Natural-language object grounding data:
◆ ◆ ◆

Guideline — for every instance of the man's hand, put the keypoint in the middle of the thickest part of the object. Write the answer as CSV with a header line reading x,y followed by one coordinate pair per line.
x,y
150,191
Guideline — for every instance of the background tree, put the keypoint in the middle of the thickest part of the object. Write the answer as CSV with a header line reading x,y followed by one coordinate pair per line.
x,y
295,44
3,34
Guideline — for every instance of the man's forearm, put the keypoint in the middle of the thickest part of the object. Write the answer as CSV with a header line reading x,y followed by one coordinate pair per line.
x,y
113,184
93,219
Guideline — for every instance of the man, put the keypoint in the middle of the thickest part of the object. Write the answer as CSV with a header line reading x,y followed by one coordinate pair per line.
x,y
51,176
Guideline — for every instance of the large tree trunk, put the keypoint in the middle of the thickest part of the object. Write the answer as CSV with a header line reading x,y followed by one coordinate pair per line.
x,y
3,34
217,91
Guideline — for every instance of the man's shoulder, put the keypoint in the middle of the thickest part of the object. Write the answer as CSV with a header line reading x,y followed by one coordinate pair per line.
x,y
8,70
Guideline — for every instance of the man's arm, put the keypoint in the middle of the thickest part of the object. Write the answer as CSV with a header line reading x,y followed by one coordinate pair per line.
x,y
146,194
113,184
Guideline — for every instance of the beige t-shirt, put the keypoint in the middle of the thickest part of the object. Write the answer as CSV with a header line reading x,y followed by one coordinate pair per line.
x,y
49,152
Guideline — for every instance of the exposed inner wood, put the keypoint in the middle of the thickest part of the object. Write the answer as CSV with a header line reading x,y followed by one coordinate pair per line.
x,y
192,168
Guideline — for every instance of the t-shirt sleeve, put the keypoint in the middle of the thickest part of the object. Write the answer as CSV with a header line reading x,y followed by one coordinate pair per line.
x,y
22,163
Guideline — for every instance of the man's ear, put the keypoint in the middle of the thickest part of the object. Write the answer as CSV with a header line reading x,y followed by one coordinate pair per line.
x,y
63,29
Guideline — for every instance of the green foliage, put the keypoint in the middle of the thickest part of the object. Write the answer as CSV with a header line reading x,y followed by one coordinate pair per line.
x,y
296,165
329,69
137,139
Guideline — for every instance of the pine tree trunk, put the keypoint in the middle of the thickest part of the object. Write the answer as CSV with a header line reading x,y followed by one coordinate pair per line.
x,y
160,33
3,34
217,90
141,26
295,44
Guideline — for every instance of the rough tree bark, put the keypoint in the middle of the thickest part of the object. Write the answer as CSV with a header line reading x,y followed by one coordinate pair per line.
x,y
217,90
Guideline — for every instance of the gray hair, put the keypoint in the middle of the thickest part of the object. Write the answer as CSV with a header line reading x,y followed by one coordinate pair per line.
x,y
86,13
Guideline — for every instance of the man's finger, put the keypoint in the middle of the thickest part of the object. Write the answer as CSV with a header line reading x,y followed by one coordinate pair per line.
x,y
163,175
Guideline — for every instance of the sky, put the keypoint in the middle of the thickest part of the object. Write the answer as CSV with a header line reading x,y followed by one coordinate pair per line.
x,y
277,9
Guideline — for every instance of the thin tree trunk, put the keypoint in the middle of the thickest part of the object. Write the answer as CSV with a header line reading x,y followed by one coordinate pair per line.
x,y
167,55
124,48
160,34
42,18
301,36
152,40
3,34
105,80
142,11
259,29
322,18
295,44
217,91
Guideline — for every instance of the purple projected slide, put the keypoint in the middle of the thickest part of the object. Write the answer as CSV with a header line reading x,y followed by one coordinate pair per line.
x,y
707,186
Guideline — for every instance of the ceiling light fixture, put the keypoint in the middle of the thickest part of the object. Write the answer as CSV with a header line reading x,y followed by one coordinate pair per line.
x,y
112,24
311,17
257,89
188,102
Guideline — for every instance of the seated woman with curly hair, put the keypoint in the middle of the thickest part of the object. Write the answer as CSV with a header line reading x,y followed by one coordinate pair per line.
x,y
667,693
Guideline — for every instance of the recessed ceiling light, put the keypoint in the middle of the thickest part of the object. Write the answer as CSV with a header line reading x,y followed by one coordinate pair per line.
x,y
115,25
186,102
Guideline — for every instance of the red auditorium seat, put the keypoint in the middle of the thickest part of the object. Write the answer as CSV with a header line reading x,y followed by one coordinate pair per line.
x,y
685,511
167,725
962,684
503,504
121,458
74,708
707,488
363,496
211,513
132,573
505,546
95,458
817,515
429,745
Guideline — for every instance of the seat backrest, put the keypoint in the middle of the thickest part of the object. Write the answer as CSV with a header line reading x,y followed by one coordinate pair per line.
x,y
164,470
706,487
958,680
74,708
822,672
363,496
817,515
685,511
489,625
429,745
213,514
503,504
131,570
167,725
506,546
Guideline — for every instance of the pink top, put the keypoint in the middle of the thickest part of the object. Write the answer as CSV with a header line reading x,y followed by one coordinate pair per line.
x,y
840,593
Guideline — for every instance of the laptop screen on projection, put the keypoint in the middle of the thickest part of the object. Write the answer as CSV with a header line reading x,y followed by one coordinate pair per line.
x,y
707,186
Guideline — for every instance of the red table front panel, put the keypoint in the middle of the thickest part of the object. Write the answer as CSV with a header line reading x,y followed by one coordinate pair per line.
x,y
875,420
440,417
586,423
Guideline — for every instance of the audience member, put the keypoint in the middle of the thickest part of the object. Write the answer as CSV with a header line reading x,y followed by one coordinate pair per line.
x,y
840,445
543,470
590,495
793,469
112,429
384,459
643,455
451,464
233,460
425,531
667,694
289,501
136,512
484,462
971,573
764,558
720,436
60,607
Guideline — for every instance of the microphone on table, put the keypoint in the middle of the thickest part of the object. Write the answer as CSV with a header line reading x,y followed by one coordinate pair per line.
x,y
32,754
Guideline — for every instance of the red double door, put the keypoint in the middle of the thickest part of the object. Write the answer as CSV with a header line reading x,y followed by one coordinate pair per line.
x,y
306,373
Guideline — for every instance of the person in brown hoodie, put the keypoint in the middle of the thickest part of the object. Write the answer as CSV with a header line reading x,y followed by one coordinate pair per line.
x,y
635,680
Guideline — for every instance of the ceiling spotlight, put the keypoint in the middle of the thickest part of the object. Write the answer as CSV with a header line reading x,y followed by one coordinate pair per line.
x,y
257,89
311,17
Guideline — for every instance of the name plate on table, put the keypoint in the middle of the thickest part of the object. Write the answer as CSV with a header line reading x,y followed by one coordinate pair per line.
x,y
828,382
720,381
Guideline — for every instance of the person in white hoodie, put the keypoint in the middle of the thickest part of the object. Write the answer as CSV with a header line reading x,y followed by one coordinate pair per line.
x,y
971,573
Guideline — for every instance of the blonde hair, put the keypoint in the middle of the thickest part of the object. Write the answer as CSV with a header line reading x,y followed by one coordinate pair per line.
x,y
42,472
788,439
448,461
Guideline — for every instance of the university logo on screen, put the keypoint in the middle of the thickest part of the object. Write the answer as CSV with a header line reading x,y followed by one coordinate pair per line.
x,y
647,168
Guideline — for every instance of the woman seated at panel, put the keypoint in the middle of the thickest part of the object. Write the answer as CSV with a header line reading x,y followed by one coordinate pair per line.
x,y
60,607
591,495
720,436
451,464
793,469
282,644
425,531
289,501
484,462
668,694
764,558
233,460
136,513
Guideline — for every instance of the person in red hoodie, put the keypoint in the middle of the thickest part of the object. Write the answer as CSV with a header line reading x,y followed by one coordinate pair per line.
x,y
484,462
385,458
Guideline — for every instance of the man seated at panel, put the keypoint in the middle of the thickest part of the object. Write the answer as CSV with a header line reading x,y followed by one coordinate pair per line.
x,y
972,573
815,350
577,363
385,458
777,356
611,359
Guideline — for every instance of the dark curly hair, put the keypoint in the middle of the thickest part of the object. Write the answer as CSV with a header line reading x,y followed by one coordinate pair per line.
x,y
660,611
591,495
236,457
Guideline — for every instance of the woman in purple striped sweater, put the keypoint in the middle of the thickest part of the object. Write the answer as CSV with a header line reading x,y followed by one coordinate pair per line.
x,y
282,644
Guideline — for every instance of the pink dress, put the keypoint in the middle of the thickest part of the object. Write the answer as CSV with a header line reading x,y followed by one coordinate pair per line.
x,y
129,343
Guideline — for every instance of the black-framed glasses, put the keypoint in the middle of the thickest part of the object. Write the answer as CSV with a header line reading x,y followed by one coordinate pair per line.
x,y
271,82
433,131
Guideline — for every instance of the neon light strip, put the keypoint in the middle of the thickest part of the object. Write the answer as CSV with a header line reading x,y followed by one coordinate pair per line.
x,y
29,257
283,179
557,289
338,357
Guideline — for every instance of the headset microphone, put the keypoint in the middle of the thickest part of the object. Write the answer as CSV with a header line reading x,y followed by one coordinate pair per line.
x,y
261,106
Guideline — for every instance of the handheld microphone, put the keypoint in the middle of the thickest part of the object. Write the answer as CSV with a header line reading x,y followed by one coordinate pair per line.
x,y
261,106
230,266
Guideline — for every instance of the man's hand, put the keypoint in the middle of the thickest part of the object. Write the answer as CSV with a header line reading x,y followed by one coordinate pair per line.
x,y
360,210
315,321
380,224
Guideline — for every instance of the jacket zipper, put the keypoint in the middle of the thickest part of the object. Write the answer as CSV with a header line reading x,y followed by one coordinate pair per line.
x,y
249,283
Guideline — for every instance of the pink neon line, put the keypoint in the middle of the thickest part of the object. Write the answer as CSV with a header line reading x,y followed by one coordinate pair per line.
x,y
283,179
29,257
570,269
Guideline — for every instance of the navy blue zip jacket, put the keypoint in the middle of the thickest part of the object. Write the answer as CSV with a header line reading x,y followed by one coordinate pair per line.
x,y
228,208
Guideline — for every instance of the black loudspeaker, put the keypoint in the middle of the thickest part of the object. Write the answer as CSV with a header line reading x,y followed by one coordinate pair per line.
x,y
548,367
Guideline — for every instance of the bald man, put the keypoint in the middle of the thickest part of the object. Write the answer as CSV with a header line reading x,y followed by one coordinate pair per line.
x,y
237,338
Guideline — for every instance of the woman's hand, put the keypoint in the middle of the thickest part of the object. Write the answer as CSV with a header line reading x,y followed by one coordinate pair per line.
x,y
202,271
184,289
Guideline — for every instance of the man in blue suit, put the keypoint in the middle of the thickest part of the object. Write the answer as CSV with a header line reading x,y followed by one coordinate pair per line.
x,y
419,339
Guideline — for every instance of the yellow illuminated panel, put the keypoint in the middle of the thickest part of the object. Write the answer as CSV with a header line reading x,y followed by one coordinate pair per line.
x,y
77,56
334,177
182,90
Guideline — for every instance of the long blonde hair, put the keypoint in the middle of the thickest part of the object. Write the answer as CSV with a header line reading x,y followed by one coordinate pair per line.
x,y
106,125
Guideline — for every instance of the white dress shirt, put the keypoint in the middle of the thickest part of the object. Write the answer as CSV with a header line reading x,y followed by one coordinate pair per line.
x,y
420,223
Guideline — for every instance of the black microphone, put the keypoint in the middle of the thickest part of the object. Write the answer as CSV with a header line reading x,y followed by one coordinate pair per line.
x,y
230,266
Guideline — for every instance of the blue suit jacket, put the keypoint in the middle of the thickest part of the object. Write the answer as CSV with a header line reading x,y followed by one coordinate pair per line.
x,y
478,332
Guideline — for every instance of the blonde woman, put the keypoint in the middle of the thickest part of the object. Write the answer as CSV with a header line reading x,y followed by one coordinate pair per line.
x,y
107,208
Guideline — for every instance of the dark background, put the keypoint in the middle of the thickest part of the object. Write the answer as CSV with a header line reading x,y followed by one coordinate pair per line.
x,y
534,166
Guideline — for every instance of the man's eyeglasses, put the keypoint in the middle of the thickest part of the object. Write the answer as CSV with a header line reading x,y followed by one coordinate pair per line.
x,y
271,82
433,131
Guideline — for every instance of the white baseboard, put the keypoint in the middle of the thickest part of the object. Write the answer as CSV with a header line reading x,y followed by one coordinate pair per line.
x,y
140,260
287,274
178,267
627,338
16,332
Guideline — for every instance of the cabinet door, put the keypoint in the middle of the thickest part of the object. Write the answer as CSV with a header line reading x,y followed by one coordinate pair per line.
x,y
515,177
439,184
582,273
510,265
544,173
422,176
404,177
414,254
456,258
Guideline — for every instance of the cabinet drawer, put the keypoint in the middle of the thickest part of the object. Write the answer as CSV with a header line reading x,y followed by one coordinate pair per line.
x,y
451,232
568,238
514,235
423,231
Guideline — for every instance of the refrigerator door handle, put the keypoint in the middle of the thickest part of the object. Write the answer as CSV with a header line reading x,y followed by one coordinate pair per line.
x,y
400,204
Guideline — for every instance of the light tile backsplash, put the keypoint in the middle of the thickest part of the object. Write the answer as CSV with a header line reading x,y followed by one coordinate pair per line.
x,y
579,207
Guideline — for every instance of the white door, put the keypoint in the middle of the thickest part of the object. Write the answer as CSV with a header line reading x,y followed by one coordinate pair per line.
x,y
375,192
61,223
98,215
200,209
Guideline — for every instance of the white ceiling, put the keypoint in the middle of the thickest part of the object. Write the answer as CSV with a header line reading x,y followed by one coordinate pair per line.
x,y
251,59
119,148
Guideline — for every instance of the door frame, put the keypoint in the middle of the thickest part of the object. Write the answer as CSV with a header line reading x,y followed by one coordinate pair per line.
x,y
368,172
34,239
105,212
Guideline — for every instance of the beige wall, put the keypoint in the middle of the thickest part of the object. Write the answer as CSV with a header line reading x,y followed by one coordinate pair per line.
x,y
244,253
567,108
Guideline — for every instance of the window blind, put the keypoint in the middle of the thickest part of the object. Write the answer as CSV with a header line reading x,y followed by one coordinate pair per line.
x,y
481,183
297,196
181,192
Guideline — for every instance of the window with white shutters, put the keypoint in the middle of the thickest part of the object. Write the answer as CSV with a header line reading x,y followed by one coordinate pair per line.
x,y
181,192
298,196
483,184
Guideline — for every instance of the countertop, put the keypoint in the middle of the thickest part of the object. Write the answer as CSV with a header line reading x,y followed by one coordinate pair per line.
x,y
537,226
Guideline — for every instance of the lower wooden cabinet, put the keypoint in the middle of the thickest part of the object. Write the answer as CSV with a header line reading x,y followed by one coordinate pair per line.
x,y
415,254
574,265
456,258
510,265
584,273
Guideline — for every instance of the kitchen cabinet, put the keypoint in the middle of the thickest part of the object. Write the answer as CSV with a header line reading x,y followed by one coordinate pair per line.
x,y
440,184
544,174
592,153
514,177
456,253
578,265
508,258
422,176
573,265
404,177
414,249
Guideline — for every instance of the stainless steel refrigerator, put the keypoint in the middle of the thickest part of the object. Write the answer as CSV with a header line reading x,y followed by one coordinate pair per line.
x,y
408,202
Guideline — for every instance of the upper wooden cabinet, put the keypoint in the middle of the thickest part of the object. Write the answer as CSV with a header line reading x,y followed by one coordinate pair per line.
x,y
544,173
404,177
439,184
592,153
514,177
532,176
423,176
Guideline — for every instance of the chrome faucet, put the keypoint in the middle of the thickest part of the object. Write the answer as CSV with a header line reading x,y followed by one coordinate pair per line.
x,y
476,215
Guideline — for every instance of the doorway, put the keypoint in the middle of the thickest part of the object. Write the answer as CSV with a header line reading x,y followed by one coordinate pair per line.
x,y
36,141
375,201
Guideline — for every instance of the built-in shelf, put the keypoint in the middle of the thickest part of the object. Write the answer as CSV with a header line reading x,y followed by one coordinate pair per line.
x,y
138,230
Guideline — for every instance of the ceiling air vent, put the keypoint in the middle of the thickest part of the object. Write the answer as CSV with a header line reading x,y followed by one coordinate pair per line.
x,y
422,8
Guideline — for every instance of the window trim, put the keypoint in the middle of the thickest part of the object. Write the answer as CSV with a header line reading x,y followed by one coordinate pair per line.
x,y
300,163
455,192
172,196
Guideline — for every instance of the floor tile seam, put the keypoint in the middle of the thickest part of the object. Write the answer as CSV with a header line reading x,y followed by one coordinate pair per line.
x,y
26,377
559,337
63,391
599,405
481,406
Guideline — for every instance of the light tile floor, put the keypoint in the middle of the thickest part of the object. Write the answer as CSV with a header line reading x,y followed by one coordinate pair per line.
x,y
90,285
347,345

◆ ◆ ◆

EXERCISE PROMPT
What needs duplicating is the run of lines from the one containing "Guideline — for every instance of the light tile floor, put" through the last line of the entries above, exact and complete.

EXPECTED ANSWER
Guideline — for every instance of the light tile floor, put the keypoint in the middle of the thickest part of the object. Write the answer as CSV with a header line reading x,y followed by one coordinate pair per line.
x,y
90,285
347,345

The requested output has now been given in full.